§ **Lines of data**
• • • • • • •

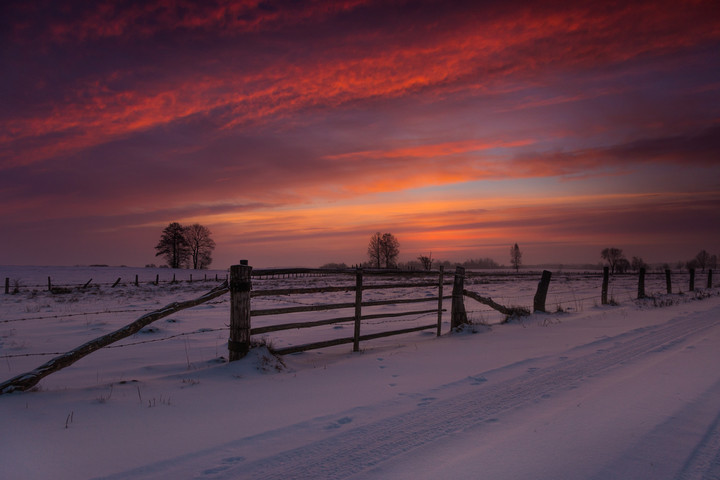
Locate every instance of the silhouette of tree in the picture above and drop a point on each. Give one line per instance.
(200, 244)
(612, 255)
(390, 250)
(515, 257)
(426, 261)
(383, 248)
(173, 245)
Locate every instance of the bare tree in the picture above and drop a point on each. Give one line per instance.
(375, 249)
(173, 245)
(702, 259)
(383, 248)
(515, 257)
(622, 265)
(426, 261)
(390, 250)
(612, 255)
(200, 244)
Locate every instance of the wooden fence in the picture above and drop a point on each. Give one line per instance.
(241, 313)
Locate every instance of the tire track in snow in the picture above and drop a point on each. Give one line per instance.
(364, 447)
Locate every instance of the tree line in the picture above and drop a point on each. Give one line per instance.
(617, 262)
(190, 246)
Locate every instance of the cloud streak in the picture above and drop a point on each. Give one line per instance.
(241, 113)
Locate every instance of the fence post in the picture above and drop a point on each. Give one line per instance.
(358, 309)
(440, 294)
(606, 282)
(240, 286)
(692, 279)
(541, 294)
(458, 316)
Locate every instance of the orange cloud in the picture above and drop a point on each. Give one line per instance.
(467, 52)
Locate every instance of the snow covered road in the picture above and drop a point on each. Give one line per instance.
(640, 404)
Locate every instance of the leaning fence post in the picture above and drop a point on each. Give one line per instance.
(358, 309)
(458, 316)
(240, 286)
(440, 293)
(606, 282)
(692, 279)
(541, 294)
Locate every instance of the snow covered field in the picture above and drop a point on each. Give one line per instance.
(627, 391)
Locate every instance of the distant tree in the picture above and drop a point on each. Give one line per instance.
(375, 249)
(335, 266)
(638, 263)
(622, 265)
(390, 250)
(383, 248)
(481, 263)
(200, 244)
(612, 255)
(426, 261)
(515, 257)
(702, 259)
(173, 245)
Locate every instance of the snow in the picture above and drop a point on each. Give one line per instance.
(599, 392)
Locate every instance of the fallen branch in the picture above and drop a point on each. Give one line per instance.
(28, 380)
(509, 311)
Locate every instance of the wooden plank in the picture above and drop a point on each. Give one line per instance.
(28, 380)
(341, 341)
(331, 321)
(348, 288)
(337, 306)
(240, 286)
(519, 311)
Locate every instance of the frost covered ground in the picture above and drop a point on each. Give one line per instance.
(588, 391)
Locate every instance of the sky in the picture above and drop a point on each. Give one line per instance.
(296, 130)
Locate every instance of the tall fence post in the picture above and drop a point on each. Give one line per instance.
(458, 316)
(606, 283)
(641, 284)
(440, 295)
(541, 294)
(358, 309)
(240, 286)
(692, 279)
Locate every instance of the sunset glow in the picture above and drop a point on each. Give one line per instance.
(295, 130)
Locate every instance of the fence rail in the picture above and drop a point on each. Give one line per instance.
(240, 321)
(241, 293)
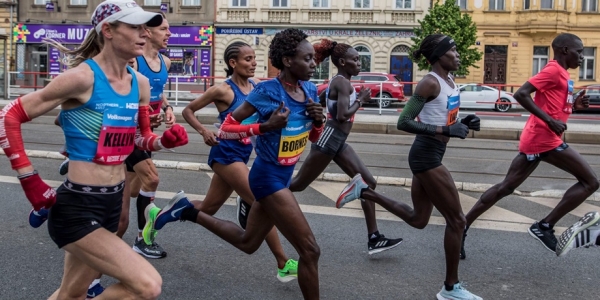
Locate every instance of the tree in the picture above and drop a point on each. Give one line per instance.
(447, 19)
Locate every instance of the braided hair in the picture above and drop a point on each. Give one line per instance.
(284, 44)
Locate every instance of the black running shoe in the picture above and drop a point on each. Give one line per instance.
(546, 237)
(463, 254)
(243, 210)
(382, 244)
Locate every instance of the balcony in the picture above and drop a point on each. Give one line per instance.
(533, 21)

• • • • • • •

§ **Stated problem**
Convert the entries from the line that contains "Locate every instance of the sky" through the final entry into a two-column CSV with the headers instruction and points, one row per entry, with its text and its answer each in a single quoted field and line breaks turned into spaces. Leave the pictures out.

§ **Result**
instruction,points
"Locate every instance of the sky in the picture above and drop a point on each. Give one line per instance.","(296, 130)"
"Locate every instance of the tall fence post in the picture above and drop a point on each. Give one line per instance.","(458, 316) (606, 283) (641, 284) (440, 295) (541, 294) (358, 309) (240, 286) (692, 279)"
"Locate every instance of the sunset glow in the picture above and drop a point on each. Give one line per instance.","(295, 130)"
"Locate every instance of the fence rail in the picture above and drop a point on each. Give one line per instance.","(240, 321) (241, 293)"
"Locate every instance of the tree in the picture above and drop a point on each. Give one line per instance.","(447, 19)"
"Locate every instance of the braided hair in the picture above and drop a point on each. Give one line per instance.","(284, 44)"
"Locate every instance of the black running shoe in the picture above and drop a point on each. Give one line per instance.","(546, 237) (463, 254) (243, 210) (382, 244)"
"Locate every instance of the balcony in the picture above and drop a point on each. Give one line per instance.","(533, 21)"